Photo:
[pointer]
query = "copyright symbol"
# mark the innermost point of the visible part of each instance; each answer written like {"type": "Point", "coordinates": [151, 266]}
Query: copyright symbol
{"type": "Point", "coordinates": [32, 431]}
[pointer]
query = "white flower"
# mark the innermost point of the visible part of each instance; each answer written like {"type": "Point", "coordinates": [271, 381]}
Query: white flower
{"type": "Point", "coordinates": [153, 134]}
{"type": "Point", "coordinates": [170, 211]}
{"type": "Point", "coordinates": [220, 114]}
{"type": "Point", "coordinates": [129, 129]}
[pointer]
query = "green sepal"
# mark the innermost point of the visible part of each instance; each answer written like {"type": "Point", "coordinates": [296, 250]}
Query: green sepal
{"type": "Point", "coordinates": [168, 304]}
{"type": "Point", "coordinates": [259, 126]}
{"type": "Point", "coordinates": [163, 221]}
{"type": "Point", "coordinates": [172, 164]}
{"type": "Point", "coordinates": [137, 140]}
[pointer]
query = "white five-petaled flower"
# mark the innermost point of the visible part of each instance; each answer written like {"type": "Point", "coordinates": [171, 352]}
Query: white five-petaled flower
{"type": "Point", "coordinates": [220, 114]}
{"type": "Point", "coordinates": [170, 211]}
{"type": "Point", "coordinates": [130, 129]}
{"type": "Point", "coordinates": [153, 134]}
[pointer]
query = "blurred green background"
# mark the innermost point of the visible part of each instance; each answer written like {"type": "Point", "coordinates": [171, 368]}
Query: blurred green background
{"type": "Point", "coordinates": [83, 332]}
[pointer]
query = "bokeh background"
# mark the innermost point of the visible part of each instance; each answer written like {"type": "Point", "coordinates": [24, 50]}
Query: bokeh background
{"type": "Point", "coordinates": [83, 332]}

- **Goal**:
Reproduce the full set of records precisely.

- **Correct output**:
Photo:
[pointer]
query = "copyright symbol"
# mark the innermost point of the visible part of each instance; each answer written like {"type": "Point", "coordinates": [151, 266]}
Query: copyright symbol
{"type": "Point", "coordinates": [32, 431]}
[pointer]
query = "white flower"
# mark the innermost point of the visible part of each instance; each answer written like {"type": "Point", "coordinates": [271, 381]}
Query: white flower
{"type": "Point", "coordinates": [153, 134]}
{"type": "Point", "coordinates": [170, 211]}
{"type": "Point", "coordinates": [220, 114]}
{"type": "Point", "coordinates": [129, 129]}
[pointer]
query = "green sepal"
# mark the innermost point of the visible part of each instance; each answer written like {"type": "Point", "coordinates": [296, 250]}
Query: green sepal
{"type": "Point", "coordinates": [168, 304]}
{"type": "Point", "coordinates": [259, 126]}
{"type": "Point", "coordinates": [163, 221]}
{"type": "Point", "coordinates": [172, 164]}
{"type": "Point", "coordinates": [137, 140]}
[pointer]
query = "white five-petaled flower"
# mark the innermost point of the visible part of each instance; each answer written like {"type": "Point", "coordinates": [171, 352]}
Query: white five-petaled flower
{"type": "Point", "coordinates": [220, 114]}
{"type": "Point", "coordinates": [170, 211]}
{"type": "Point", "coordinates": [130, 129]}
{"type": "Point", "coordinates": [153, 134]}
[pointer]
query = "blurred green background"
# mark the innermost point of the visible part of each instance; each answer written like {"type": "Point", "coordinates": [171, 368]}
Query: blurred green background
{"type": "Point", "coordinates": [83, 332]}
[pointer]
query = "bokeh background"
# mark the innermost point of the visible part of each instance; each answer written like {"type": "Point", "coordinates": [24, 50]}
Query: bokeh background
{"type": "Point", "coordinates": [83, 332]}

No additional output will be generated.